--- Available records Enclosed Below ---

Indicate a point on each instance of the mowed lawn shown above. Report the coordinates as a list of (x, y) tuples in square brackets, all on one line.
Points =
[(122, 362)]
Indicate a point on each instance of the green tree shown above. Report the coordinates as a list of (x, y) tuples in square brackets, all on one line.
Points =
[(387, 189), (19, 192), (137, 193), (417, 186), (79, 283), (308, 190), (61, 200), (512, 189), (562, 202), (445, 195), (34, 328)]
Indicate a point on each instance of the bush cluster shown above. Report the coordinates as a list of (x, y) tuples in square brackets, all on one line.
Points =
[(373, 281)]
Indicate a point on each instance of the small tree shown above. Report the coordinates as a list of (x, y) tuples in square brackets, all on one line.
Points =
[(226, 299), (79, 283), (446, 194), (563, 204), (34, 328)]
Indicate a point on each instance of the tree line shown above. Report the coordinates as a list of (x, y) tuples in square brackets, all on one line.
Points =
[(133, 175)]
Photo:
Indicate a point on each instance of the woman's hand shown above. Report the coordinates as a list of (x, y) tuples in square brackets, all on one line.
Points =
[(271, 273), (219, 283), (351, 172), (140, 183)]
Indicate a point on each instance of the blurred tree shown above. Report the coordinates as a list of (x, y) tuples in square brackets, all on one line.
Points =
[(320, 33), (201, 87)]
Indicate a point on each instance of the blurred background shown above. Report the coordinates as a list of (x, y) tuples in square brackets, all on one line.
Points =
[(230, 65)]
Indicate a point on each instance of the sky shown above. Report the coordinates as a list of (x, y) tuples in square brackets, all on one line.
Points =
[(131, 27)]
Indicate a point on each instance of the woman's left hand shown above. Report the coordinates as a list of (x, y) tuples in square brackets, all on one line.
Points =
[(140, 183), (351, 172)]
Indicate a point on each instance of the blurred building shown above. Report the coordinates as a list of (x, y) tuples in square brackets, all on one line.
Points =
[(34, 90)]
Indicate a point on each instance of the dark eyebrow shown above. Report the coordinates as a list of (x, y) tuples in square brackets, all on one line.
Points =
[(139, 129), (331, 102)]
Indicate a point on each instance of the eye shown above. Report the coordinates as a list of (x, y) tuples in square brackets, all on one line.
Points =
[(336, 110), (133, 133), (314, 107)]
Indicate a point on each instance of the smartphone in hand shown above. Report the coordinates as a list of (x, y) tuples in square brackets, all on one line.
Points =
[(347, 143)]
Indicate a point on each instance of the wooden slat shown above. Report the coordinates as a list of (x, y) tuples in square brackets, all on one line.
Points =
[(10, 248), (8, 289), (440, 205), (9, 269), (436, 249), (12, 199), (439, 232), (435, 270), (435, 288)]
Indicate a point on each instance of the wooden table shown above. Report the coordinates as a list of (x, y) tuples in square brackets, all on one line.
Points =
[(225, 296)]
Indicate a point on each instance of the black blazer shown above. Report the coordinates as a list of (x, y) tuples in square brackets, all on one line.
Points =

--- End of Enclosed Available records ---

Instructions to follow =>
Repeat each entry exactly.

Task solution =>
Indicate a point on each instance of the mowed lawn shown above. Report the coordinates as a list of (x, y) tuples in square brackets, all on one line.
Points =
[(122, 362)]
Indicate a point on each instance of the green tree shown above. Report the coordinates as a list of (x, y) tuples in square brackets, all on one line.
Points =
[(387, 189), (19, 192), (137, 193), (417, 186), (79, 283), (308, 190), (61, 200), (512, 189), (562, 202), (445, 195), (34, 328)]
Indicate a point on each instance of the bush cluster shown above. Report the coordinates as a list of (x, y) tuples in square brackets, all on one line.
Points =
[(373, 281)]
Indicate a point on each instance of the small tree shown above. Report the coordinates as a list of (x, y) tuples in square brackets, all on one line.
Points =
[(226, 299), (79, 283), (446, 194), (563, 204), (34, 328)]
Indicate a point on each instance of the tree line shown above. Report the coordinates as a list of (x, y) tuples in square brackets, all on one line.
Points =
[(133, 175)]
Photo:
Indicate a point on each instance of the woman's hand shown above. Report the coordinates as a list of (x, y) tuples in square brackets, all on one line.
Points =
[(271, 273), (219, 283), (351, 172), (140, 183)]
Indicate a point on each instance of the blurred tree shown above. Report the coordinates as a list of (x, y) tuples in square brackets, all on one line.
Points =
[(320, 33), (201, 87)]
Indicate a point on each instance of the blurred background shown above. Report the coordinates as a list of (x, y) tuples in square brackets, all on one line.
Points =
[(230, 65)]
Indicate a point on each instance of the sky shown above. Report the coordinates as a list of (x, y) tuples in square brackets, all on one line.
Points =
[(131, 27)]
Indicate a point on each instance of the woman's left hand shown above. Report the coordinates as a list of (x, y) tuples in square brackets, all on one line.
Points =
[(140, 183), (351, 172)]
Indicate a point on each instance of the blurred building shown above. Report the coordinates as a list of (x, y) tuples in square brackets, all on one line.
Points =
[(34, 90)]
Indicate a point on each instance of the dark eyebrow shown above. Report the coordinates as a list of (x, y) tuples in square brackets, all on one line.
Points =
[(139, 129), (331, 102)]
Indicate a point on each instance of the eye shown above. Report the coordinates as a list of (x, y) tuples in square brackets, all on one line.
Points =
[(336, 110), (133, 133), (314, 107)]
Indicate a point on each instance of the smartphone in hand shown above. Report the coordinates as a list of (x, y) tuples in square brackets, all on one line.
Points =
[(347, 143)]
Indicate a point on each instance of the wooden slat shown above. Report the coordinates as a list of (x, y) tuples in square brackets, all on one line.
Points =
[(10, 248), (8, 289), (440, 205), (9, 269), (436, 249), (12, 199), (439, 232), (435, 270), (435, 288)]
Indicate a point on each instance of the wooden table shown above. Report the coordinates as a list of (x, y) tuples in square brackets, all on one line.
Points =
[(225, 296)]
Indicate a point on each instance of the black blazer shown above. Report the coordinates as a list of (x, y) tuples in square brackets, all on one line.
Points =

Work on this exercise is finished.